• [Directive]: Every record should be copied exactly, except that pictures are to be omitted.

[Dataset entries]
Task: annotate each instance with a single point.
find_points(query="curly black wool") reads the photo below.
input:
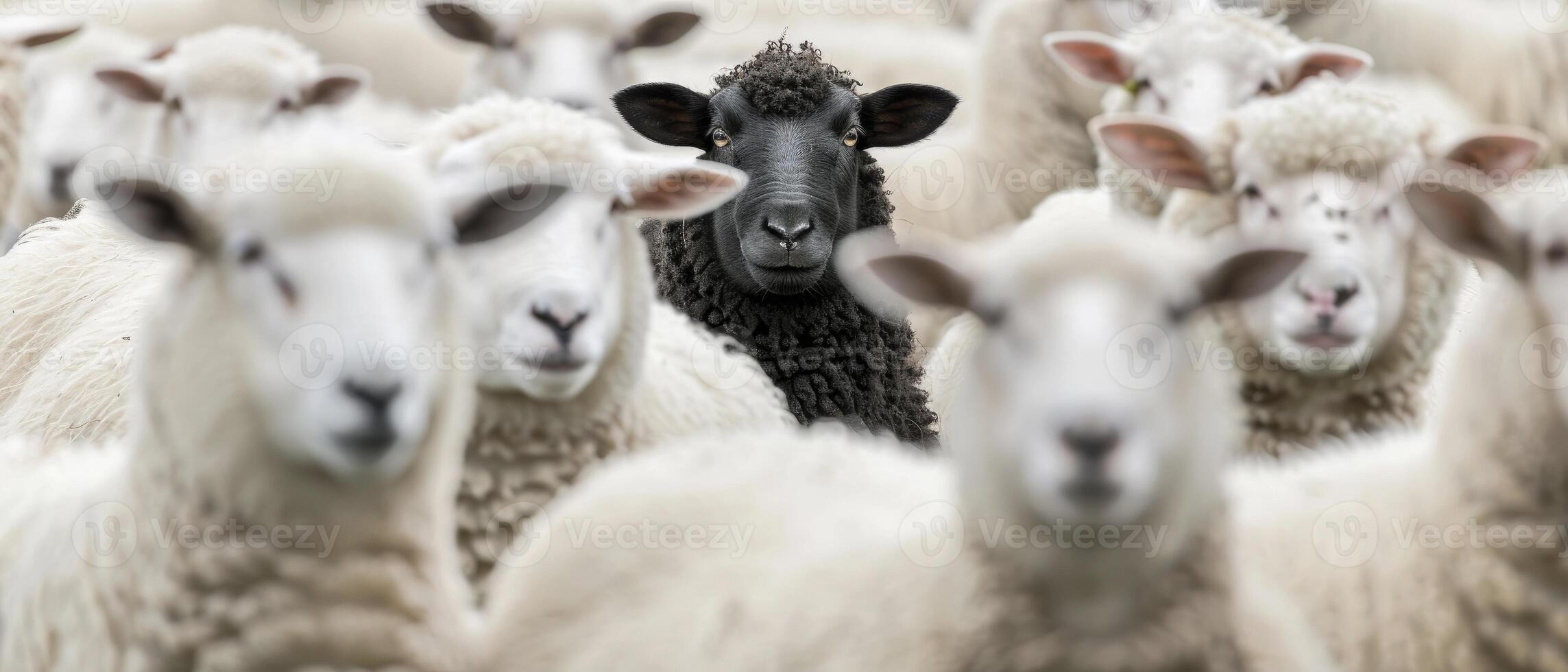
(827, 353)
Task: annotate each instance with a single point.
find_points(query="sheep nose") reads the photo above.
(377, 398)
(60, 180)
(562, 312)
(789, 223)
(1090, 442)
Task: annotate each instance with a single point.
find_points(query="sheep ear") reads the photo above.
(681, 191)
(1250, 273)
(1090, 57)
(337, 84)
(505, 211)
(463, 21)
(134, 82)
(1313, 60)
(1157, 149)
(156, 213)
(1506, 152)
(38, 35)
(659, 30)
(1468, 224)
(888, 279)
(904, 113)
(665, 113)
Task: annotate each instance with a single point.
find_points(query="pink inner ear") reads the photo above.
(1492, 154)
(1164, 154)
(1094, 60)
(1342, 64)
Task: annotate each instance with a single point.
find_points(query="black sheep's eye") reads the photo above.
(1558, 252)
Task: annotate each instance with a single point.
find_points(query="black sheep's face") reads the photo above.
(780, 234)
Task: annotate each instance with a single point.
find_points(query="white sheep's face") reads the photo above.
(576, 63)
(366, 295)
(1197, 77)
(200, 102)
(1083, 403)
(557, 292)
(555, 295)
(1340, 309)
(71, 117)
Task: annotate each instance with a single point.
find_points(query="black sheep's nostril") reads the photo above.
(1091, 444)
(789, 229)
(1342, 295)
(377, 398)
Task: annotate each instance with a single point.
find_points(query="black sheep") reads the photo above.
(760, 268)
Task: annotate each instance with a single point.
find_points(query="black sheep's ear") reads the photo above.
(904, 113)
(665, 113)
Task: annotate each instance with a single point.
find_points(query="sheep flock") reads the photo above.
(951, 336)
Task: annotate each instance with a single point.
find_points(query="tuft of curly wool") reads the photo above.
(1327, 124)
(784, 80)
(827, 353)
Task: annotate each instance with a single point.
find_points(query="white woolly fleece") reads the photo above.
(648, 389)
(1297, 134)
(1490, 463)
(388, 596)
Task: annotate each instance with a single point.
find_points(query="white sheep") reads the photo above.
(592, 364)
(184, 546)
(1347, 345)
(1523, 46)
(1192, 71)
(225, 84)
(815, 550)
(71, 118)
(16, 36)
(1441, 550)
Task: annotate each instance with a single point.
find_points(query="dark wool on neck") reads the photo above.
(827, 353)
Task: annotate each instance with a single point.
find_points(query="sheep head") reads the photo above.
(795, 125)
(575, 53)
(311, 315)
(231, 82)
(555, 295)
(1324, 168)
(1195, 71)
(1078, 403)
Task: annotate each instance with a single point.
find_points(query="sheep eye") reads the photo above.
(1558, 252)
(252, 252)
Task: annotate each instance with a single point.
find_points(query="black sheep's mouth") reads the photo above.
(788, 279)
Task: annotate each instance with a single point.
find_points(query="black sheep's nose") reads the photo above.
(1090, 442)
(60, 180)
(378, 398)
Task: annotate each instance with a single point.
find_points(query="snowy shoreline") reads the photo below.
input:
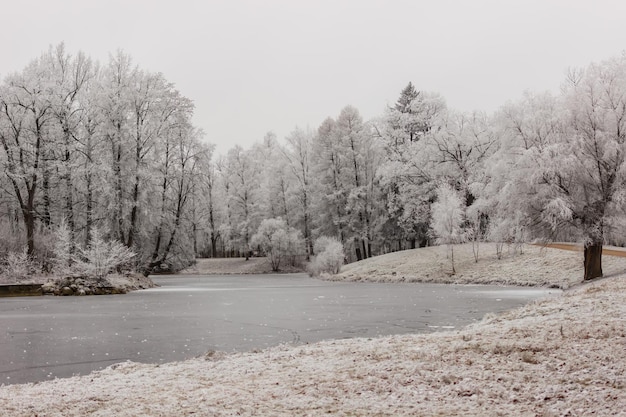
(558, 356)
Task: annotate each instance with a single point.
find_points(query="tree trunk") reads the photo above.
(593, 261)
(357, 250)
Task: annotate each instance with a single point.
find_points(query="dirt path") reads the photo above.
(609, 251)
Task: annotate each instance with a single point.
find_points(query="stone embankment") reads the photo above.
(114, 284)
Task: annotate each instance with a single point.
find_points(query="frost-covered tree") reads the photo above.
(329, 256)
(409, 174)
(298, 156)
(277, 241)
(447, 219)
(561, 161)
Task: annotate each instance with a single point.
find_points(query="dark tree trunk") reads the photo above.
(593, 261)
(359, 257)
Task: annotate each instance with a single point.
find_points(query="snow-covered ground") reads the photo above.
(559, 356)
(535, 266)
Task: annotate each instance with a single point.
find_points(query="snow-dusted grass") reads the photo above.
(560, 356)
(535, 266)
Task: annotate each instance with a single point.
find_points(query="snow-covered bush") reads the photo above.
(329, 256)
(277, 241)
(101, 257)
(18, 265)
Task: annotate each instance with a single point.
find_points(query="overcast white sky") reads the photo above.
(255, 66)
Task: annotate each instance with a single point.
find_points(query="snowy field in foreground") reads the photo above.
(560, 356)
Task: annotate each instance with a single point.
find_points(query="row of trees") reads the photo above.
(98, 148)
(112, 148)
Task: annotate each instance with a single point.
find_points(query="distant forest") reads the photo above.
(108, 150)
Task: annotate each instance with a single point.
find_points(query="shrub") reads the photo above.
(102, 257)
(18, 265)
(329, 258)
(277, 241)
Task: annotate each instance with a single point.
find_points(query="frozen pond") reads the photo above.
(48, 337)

• [Result of the exercise]:
Task: annotate each instance with a single point.
find_points(query="curly black wool") reads the photo below.
input:
(827, 353)
Task: annotate each instance with a single point.
find_points(query="sheep nose") reads the photo above.
(377, 398)
(60, 180)
(562, 312)
(789, 223)
(1090, 442)
Task: annotate each instance with a single point.
find_points(query="sheep ear") reads the photo above.
(681, 191)
(1250, 273)
(1090, 57)
(337, 84)
(505, 211)
(463, 21)
(134, 82)
(1313, 60)
(1157, 149)
(156, 213)
(1506, 152)
(38, 35)
(659, 30)
(1468, 224)
(888, 279)
(904, 113)
(665, 113)
Task: annotate each instance with a single point.
find_points(query="pink inner ear") reads the photo above.
(1492, 154)
(1164, 154)
(1094, 60)
(1342, 64)
Task: annotate each instance with a single point.
find_points(query="black sheep's eye") reads the photo above.
(1558, 252)
Task: annotate each instance with a single point.
find_points(query="black sheep's face") reads the photo above.
(780, 234)
Task: annotate each instance with a single point.
find_points(query="white sheep's face") reads the photo above.
(576, 63)
(366, 295)
(1197, 77)
(200, 102)
(1083, 403)
(557, 292)
(555, 295)
(1340, 309)
(71, 117)
Task: annotate each instance with a single point.
find_points(query="black sheep's nostril") reads the photo above.
(1091, 444)
(789, 229)
(1342, 295)
(377, 398)
Task: annotate each instance with a single point.
find_points(query="black sheep") reads the photo above.
(760, 268)
Task: annotate each instance with a single point.
find_points(query="black sheep's ear") reads the photo above.
(904, 113)
(665, 113)
Task: annotate each instance with a single point.
find_points(query="sheep flock") reads the photo above.
(951, 336)
Task: annotate each instance with a single point.
find_points(query="tuft of curly wool") reads the photo above.
(1327, 124)
(784, 80)
(827, 353)
Task: annotate each instance with a single point.
find_points(query="white woolly fleece") reads the photo above.
(648, 389)
(1297, 134)
(1490, 463)
(388, 596)
Task: annotate each instance with a single point.
find_points(query="white sheep") reads the photo above.
(592, 364)
(184, 546)
(1347, 345)
(1523, 46)
(1192, 71)
(225, 84)
(815, 550)
(71, 118)
(16, 36)
(1441, 550)
Task: annotate each instance with a single point.
find_points(query="dark wool on neck") reads the photo above.
(827, 353)
Task: annotate each instance with a single point.
find_points(query="sheep head") reads the photo above.
(795, 125)
(575, 53)
(311, 315)
(231, 82)
(555, 295)
(1324, 168)
(1195, 71)
(1078, 403)
Task: annotate each instance with a single point.
find_points(query="sheep eye") reads the photo above.
(1558, 252)
(252, 252)
Task: annotate each instance with a single point.
find_points(query="black sheep's mouth") reads the photo above.
(788, 279)
Task: annotate each instance with a single point.
find_points(query="black sheep's nose") reads the photo above.
(1090, 442)
(60, 180)
(378, 398)
Task: annotate each instance with a single point.
find_points(query="snowy shoreline") reads the photo below.
input:
(558, 356)
Task: annotate each instance with a single point.
find_points(query="tree trunk") reads the photo above.
(593, 261)
(357, 250)
Task: annotate each instance with a single point.
find_points(query="dirt path") reads the photo above.
(609, 251)
Task: annotate each instance with a single point.
find_points(query="stone embankment") reads the photo above.
(114, 284)
Task: annotate each instance with a single point.
find_points(query="frost-covered tree") reads the photo above.
(329, 256)
(409, 174)
(298, 156)
(277, 241)
(447, 219)
(561, 161)
Task: annotate each instance with a single point.
find_points(query="dark tree trunk") reads the photo above.
(593, 261)
(359, 257)
Task: annotate each instance with a single point.
find_points(query="snow-covered ground") reads the photo above.
(559, 356)
(535, 266)
Task: annotate each instance with a single point.
find_points(query="snow-dusted grass") reads the photo above.
(560, 356)
(535, 266)
Task: annotate each instance with a single point.
find_points(query="snow-covered bush") reads the photo above.
(329, 256)
(277, 241)
(101, 257)
(18, 265)
Task: annotate each instance with a single point.
find_points(query="overcast white sky") reads the photo above.
(255, 66)
Task: annotate each instance with a single point.
find_points(query="snowy field in foreground") reads the photo above.
(560, 356)
Task: annotate each instance with a single point.
find_points(query="row of trees") reads the photo above.
(98, 148)
(112, 148)
Task: annotate each instance with a single point.
find_points(query="distant forest") reads the photo above.
(108, 150)
Task: annotate each instance with a single point.
find_points(query="shrub") reads the photo above.
(102, 257)
(18, 265)
(329, 258)
(277, 241)
Task: annotate each instance with a single point.
find_points(query="frozen pond") reads the photo above.
(48, 337)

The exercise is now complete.